Task brief | Print exactly the lines from the one containing "The component shall indicate each instance of the green quince" through the last line of the listing, both included.

--- START Exercise data ---

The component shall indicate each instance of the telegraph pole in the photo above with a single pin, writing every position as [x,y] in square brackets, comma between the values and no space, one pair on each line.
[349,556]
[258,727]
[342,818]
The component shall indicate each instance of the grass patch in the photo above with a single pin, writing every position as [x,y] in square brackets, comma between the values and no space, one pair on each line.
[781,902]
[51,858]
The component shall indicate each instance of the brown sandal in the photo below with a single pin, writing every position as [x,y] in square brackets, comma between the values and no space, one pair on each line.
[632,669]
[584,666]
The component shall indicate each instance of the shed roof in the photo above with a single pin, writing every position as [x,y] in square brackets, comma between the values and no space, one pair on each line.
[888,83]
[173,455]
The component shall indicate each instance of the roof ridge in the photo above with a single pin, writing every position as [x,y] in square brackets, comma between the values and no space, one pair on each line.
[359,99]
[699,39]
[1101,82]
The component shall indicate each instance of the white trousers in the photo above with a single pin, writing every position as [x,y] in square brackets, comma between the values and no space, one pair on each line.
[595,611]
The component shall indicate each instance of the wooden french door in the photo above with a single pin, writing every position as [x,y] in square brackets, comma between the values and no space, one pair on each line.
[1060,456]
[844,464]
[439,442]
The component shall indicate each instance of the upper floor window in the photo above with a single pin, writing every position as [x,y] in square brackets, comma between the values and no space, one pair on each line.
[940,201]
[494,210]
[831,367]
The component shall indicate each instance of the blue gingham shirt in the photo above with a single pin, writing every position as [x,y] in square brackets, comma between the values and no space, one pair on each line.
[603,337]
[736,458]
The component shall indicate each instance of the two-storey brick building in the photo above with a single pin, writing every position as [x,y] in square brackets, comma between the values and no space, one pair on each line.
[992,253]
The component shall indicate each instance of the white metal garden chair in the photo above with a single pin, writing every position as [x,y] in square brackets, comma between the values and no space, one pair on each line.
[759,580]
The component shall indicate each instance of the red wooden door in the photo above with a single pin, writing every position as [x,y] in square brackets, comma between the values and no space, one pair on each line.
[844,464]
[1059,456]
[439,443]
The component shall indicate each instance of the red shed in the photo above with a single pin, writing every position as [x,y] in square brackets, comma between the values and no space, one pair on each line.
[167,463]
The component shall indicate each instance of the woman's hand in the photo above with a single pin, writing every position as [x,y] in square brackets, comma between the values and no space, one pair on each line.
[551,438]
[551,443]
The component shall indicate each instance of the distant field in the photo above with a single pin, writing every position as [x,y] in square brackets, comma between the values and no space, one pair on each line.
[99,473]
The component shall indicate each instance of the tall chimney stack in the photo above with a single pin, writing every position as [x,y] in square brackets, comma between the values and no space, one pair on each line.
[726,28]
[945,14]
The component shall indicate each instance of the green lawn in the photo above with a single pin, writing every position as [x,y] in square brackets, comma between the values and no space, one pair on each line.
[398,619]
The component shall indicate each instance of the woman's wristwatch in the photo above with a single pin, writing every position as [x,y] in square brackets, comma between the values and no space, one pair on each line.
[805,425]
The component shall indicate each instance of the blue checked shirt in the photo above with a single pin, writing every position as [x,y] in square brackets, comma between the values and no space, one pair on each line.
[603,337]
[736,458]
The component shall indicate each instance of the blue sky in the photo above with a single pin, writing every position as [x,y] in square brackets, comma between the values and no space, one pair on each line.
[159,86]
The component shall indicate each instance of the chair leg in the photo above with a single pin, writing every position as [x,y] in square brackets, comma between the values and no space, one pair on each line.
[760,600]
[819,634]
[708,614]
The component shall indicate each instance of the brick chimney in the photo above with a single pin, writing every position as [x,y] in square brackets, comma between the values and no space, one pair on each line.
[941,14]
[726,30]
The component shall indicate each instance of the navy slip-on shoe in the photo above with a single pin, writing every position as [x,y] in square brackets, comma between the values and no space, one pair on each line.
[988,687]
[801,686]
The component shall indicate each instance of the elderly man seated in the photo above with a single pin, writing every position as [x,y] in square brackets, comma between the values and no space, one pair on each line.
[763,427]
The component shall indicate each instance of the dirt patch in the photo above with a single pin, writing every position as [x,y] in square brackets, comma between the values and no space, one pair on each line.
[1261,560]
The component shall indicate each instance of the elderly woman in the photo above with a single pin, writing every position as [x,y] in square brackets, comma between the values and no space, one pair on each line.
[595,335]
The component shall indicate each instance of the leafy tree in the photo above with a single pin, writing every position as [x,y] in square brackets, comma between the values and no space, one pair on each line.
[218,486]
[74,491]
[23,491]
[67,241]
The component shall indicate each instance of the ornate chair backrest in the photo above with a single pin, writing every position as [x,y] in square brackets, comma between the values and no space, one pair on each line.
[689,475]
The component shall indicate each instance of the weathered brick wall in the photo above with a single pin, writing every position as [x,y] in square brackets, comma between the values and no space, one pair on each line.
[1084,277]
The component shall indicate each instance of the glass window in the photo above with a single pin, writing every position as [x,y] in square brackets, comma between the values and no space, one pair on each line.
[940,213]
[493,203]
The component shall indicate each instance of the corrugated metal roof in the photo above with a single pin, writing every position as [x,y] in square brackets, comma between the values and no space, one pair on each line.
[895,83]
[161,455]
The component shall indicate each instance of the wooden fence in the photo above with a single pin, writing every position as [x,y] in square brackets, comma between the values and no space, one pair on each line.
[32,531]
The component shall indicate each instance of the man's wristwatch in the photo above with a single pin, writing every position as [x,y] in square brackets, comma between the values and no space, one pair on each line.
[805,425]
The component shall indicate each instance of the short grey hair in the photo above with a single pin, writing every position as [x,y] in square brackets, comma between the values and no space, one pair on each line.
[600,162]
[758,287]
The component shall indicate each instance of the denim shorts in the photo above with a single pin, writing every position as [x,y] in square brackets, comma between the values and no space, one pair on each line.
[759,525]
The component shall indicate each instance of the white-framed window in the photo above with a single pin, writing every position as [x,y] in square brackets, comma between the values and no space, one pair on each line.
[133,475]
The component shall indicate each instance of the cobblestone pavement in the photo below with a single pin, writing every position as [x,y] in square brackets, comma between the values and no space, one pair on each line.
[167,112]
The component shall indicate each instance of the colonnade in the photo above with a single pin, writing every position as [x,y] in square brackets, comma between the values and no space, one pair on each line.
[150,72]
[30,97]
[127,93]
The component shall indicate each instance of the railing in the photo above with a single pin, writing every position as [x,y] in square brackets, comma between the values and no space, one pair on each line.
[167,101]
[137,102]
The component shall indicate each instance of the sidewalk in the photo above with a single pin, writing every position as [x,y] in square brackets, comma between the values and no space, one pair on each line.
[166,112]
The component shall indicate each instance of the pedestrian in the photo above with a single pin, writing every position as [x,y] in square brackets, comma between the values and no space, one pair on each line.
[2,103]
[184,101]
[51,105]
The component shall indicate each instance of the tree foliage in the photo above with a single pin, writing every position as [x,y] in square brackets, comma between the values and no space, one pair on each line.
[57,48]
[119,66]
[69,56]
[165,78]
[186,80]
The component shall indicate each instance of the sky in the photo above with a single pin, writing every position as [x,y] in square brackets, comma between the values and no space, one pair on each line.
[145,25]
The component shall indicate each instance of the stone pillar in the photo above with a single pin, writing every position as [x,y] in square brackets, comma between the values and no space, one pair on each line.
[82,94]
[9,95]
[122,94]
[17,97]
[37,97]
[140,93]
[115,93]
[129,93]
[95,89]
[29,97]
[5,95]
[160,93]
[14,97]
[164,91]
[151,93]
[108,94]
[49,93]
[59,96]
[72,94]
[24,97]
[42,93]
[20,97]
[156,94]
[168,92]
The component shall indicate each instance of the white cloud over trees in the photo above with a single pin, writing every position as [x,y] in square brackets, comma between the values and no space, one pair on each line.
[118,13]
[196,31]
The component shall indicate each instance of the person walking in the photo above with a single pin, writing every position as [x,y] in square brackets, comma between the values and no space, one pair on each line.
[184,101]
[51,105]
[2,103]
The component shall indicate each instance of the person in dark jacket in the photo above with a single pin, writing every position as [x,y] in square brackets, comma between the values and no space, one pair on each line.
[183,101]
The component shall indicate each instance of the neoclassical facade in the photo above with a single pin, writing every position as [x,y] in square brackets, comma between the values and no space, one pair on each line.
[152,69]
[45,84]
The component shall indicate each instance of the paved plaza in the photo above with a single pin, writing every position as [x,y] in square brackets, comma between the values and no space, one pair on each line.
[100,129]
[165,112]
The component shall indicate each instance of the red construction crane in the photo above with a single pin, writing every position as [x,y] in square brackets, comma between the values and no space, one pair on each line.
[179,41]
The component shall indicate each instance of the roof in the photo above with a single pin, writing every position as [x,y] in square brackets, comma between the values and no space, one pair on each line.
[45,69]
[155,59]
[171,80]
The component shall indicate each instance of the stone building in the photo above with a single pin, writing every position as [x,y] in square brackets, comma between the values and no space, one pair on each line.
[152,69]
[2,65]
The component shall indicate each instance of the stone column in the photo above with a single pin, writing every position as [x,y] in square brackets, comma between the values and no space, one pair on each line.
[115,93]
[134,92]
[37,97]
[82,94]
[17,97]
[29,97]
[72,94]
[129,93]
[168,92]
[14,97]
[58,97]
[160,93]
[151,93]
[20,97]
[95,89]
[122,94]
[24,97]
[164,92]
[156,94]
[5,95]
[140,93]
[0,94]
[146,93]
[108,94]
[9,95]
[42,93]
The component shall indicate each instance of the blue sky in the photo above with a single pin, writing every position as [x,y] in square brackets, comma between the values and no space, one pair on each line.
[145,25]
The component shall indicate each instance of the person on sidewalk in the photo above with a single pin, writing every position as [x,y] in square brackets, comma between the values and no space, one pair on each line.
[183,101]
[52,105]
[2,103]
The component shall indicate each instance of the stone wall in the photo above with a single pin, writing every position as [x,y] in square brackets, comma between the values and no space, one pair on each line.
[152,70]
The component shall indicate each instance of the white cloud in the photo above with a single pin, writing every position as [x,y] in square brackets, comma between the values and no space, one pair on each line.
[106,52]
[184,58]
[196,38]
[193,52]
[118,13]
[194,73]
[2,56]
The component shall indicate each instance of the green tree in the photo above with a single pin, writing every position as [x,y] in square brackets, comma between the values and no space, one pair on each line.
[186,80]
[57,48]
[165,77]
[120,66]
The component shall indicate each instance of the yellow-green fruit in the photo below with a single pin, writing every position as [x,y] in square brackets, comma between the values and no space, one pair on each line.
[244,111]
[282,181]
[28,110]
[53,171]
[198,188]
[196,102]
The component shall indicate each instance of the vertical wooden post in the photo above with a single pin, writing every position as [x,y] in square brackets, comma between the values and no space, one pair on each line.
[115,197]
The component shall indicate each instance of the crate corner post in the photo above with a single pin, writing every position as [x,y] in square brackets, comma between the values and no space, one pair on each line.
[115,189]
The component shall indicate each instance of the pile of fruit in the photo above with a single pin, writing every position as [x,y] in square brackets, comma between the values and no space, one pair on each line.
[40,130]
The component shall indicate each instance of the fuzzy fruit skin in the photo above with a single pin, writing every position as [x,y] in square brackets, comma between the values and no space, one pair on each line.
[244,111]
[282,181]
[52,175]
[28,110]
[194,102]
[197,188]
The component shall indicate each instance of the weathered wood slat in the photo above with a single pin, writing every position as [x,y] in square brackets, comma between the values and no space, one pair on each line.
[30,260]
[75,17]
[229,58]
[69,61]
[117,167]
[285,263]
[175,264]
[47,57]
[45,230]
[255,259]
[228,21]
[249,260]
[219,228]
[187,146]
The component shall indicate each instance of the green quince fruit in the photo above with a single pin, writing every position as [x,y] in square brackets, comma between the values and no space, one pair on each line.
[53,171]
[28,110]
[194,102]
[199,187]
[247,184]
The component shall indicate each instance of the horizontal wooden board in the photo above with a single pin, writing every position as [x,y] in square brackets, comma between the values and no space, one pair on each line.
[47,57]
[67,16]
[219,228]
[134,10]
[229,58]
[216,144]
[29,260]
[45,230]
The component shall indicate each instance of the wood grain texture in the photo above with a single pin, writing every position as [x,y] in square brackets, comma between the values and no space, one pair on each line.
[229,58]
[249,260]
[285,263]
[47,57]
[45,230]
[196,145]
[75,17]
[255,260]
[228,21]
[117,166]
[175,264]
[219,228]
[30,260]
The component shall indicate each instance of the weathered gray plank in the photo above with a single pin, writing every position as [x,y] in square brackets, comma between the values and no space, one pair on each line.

--- END Exercise data ---

Completed task |
The component shall indicate each instance of the green quince fruit in the photo above with a single pin, writing every position as [x,y] in square brackets, comma between the values and no space, one pair on each line.
[53,171]
[28,110]
[194,102]
[199,187]
[247,184]
The component shall indicate each instance of the horizontal wooden board in the photo above with a single pin, writing every position as [x,y] in square brackets, comma between the values and no space, one pair on each line.
[47,57]
[67,16]
[219,228]
[134,10]
[229,58]
[216,144]
[29,260]
[45,230]
The component shall indicate each instance of the wood grain texture in the photo above with a single pin, writing every position as [x,y] in square brackets, comma between the values and no space, one pair on each line.
[229,58]
[249,260]
[285,263]
[47,57]
[45,230]
[196,145]
[75,17]
[255,260]
[228,21]
[117,166]
[175,264]
[219,228]
[30,260]
The component shall indicate each instance of the weathered gray plank in the photo above with a single pin, writing every position as [x,y] in square brackets, comma between the values and no space, one pair on each line.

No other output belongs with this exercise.